## What to do
Pick out each line in the data below that contains the word "suit", and copy those lines.

[Start]

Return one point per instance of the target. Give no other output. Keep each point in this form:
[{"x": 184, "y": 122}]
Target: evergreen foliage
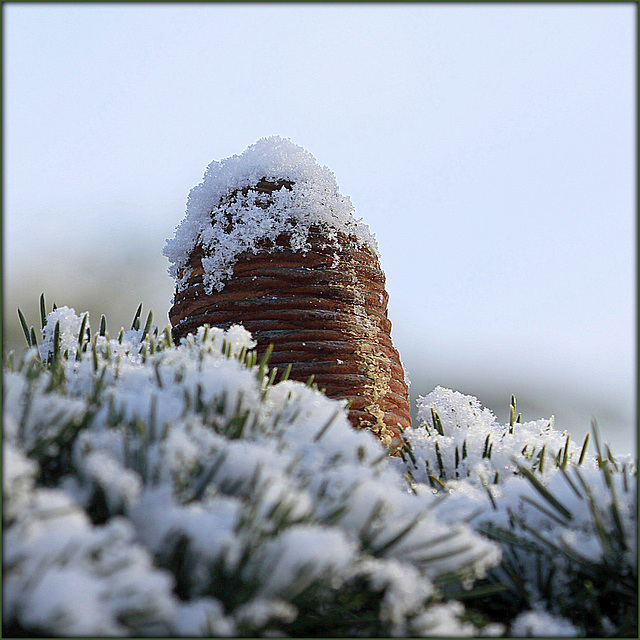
[{"x": 186, "y": 490}]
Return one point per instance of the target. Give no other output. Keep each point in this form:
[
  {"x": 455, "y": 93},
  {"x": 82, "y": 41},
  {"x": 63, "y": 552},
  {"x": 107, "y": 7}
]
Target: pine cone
[{"x": 324, "y": 310}]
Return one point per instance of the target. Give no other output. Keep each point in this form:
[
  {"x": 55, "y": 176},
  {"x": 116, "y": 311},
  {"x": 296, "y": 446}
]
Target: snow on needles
[
  {"x": 153, "y": 489},
  {"x": 226, "y": 226},
  {"x": 169, "y": 484}
]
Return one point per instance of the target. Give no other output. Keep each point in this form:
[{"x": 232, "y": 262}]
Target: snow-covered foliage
[
  {"x": 153, "y": 489},
  {"x": 566, "y": 520},
  {"x": 227, "y": 214}
]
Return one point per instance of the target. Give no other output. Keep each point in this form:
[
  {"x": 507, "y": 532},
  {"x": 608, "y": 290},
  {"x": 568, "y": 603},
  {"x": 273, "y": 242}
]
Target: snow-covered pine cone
[{"x": 322, "y": 307}]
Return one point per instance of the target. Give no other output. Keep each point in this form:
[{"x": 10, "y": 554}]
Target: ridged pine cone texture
[{"x": 325, "y": 313}]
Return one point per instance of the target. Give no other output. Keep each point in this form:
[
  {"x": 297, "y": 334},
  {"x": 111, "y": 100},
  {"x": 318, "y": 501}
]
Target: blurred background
[{"x": 491, "y": 148}]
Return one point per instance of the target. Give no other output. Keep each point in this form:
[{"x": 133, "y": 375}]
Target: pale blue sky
[{"x": 490, "y": 148}]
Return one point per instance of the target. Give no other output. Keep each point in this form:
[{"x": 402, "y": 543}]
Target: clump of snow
[
  {"x": 69, "y": 324},
  {"x": 229, "y": 498},
  {"x": 536, "y": 624},
  {"x": 474, "y": 445},
  {"x": 226, "y": 222},
  {"x": 174, "y": 490}
]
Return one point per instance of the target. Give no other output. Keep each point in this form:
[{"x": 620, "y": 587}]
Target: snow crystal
[
  {"x": 69, "y": 328},
  {"x": 227, "y": 224}
]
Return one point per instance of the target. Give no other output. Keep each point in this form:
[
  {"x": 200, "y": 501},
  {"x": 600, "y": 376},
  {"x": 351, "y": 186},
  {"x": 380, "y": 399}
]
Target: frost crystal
[{"x": 228, "y": 215}]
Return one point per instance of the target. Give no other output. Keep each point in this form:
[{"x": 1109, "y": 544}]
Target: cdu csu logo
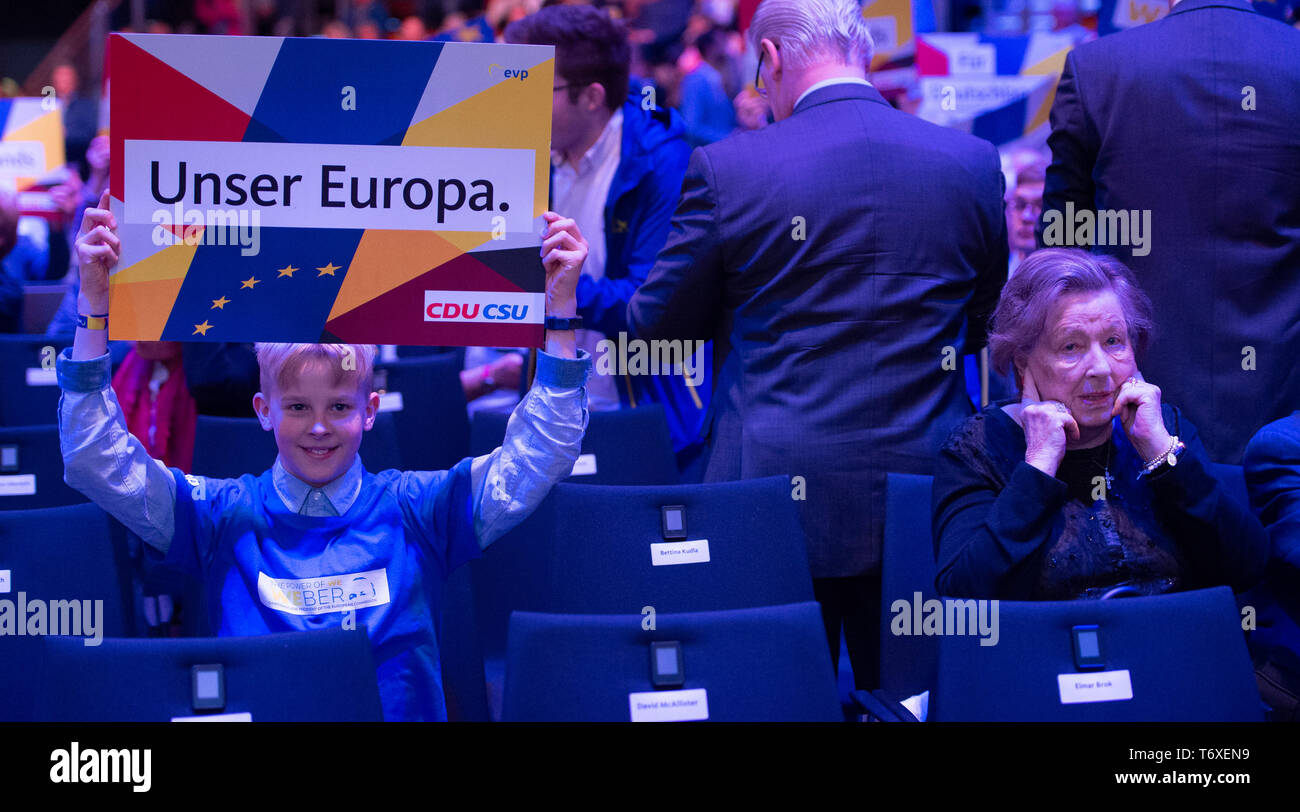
[{"x": 480, "y": 307}]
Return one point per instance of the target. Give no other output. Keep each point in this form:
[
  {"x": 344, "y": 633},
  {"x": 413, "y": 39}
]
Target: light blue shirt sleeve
[
  {"x": 542, "y": 441},
  {"x": 104, "y": 461}
]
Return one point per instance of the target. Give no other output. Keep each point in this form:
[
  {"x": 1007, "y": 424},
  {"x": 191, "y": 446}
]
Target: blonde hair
[{"x": 281, "y": 364}]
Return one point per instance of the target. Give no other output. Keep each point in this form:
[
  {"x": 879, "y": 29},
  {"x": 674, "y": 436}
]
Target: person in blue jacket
[
  {"x": 618, "y": 161},
  {"x": 317, "y": 541}
]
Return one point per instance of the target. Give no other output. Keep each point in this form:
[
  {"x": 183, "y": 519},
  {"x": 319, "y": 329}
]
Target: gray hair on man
[{"x": 814, "y": 31}]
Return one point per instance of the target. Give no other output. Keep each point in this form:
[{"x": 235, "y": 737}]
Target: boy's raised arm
[
  {"x": 100, "y": 457},
  {"x": 545, "y": 433}
]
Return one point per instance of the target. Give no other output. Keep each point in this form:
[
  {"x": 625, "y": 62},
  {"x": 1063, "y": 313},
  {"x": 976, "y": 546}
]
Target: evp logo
[
  {"x": 510, "y": 73},
  {"x": 484, "y": 307}
]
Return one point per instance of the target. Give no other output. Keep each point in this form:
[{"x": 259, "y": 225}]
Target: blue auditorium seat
[
  {"x": 1183, "y": 654},
  {"x": 432, "y": 421},
  {"x": 29, "y": 393},
  {"x": 1233, "y": 480},
  {"x": 589, "y": 550},
  {"x": 38, "y": 478},
  {"x": 229, "y": 447},
  {"x": 74, "y": 552},
  {"x": 759, "y": 664},
  {"x": 291, "y": 677},
  {"x": 908, "y": 567},
  {"x": 463, "y": 684},
  {"x": 625, "y": 446}
]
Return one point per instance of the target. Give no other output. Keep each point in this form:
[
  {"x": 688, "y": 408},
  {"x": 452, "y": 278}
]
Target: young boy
[{"x": 317, "y": 541}]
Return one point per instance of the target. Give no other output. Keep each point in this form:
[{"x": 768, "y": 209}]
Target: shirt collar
[
  {"x": 610, "y": 142},
  {"x": 336, "y": 499},
  {"x": 828, "y": 83}
]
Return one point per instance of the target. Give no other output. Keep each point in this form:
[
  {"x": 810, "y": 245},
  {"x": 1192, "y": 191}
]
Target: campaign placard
[
  {"x": 325, "y": 190},
  {"x": 997, "y": 87}
]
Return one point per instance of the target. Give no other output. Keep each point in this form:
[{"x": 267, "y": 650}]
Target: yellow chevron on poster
[{"x": 892, "y": 29}]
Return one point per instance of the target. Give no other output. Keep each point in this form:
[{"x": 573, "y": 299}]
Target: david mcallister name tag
[
  {"x": 1100, "y": 686},
  {"x": 666, "y": 554},
  {"x": 689, "y": 706}
]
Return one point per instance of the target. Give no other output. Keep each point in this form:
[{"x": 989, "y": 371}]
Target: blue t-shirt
[{"x": 268, "y": 569}]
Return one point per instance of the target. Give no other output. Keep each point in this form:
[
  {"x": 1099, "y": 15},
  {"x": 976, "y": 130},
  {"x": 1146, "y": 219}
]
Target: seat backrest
[
  {"x": 761, "y": 664},
  {"x": 38, "y": 481},
  {"x": 745, "y": 547},
  {"x": 1183, "y": 656},
  {"x": 291, "y": 677},
  {"x": 72, "y": 567},
  {"x": 906, "y": 661},
  {"x": 620, "y": 447},
  {"x": 601, "y": 550},
  {"x": 428, "y": 408},
  {"x": 229, "y": 447},
  {"x": 30, "y": 391}
]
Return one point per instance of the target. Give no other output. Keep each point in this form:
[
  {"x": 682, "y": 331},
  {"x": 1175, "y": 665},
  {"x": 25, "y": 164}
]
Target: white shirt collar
[
  {"x": 610, "y": 142},
  {"x": 336, "y": 498},
  {"x": 828, "y": 83}
]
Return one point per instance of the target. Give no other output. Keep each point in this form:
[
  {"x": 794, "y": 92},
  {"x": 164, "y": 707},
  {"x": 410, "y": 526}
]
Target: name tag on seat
[{"x": 1099, "y": 686}]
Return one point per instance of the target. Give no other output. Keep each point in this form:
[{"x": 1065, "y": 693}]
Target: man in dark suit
[
  {"x": 1273, "y": 478},
  {"x": 1192, "y": 118},
  {"x": 843, "y": 259}
]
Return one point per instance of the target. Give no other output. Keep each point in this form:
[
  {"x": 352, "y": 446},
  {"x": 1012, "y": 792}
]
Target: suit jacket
[
  {"x": 843, "y": 260},
  {"x": 1273, "y": 478},
  {"x": 1195, "y": 117}
]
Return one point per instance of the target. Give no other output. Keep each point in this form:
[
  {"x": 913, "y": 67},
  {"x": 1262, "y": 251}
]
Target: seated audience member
[
  {"x": 1023, "y": 207},
  {"x": 316, "y": 512},
  {"x": 156, "y": 404},
  {"x": 224, "y": 377},
  {"x": 618, "y": 168},
  {"x": 1090, "y": 482},
  {"x": 1273, "y": 477},
  {"x": 706, "y": 107}
]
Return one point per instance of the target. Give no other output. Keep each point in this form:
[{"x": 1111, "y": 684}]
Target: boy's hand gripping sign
[{"x": 323, "y": 190}]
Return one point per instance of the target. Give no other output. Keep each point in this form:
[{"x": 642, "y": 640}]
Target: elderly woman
[{"x": 1090, "y": 482}]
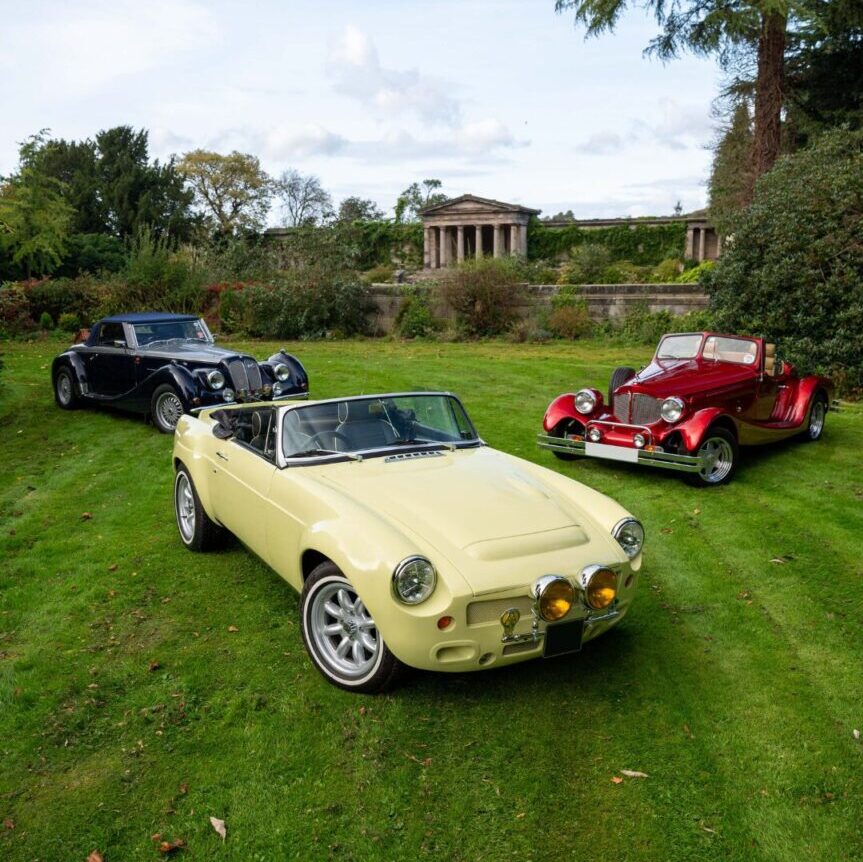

[End]

## Expected answer
Target: man in dark suit
Target: suit jacket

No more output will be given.